● **Task requirements**
Repeat each entry in full, exactly.

* * * *

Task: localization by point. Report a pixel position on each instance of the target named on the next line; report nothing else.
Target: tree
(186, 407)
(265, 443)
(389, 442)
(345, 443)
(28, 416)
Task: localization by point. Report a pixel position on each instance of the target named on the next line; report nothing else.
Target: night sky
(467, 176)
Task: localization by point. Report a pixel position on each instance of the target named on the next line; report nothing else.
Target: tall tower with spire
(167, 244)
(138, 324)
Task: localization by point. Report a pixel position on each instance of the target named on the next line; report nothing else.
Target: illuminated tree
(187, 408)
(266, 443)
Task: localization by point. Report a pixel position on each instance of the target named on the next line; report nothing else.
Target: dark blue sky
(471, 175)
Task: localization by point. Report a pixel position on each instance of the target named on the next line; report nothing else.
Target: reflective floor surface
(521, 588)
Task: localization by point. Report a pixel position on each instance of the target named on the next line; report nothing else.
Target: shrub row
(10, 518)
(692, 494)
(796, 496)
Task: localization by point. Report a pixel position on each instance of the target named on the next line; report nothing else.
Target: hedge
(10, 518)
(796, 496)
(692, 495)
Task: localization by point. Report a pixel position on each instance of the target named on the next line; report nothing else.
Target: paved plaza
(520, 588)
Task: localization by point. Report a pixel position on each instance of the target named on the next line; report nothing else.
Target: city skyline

* * * *

● **Solution below**
Task: localization by point. Report a pixel position on each instance of the target named on the next line; report nothing else.
Target: tree
(186, 407)
(265, 443)
(389, 442)
(345, 443)
(28, 416)
Task: localization by point. Report a pixel position on each instance of the target named on the next line; report nothing else.
Target: night sky
(467, 176)
Task: localization by point. Report a pixel position on each instance of the target named on the next line; report nothing else.
Target: tall tower with spire
(167, 244)
(138, 324)
Task: localization by point. Report a pixel position on each instance of the target named on the next line; report nothing else.
Target: illuminated tree
(187, 408)
(266, 443)
Task: localization by point. Report a pixel position on each instance of the target named on the next line; report nothing else.
Target: dark blue sky
(471, 175)
Task: localization by point. Report a pixel position on each instance of the target named on the next line; report nothing else.
Target: reflective floor surface
(521, 588)
Task: localization by point. Report a pixel position on each instance of the target named on the next line; report nothing else.
Target: shrub row
(10, 518)
(692, 494)
(796, 496)
Task: localization by point. Report a pixel position on each instance of the target named on the next line; report nothing else.
Target: hedge
(10, 518)
(796, 496)
(692, 495)
Task: localization by point. Report a pixel position on each instance of the target named on the next line; report nothing else.
Target: paved plaza
(520, 588)
Task: localization by point. Report a pixel position on each instance of the target named on the next line; report nothing else.
Target: city skyline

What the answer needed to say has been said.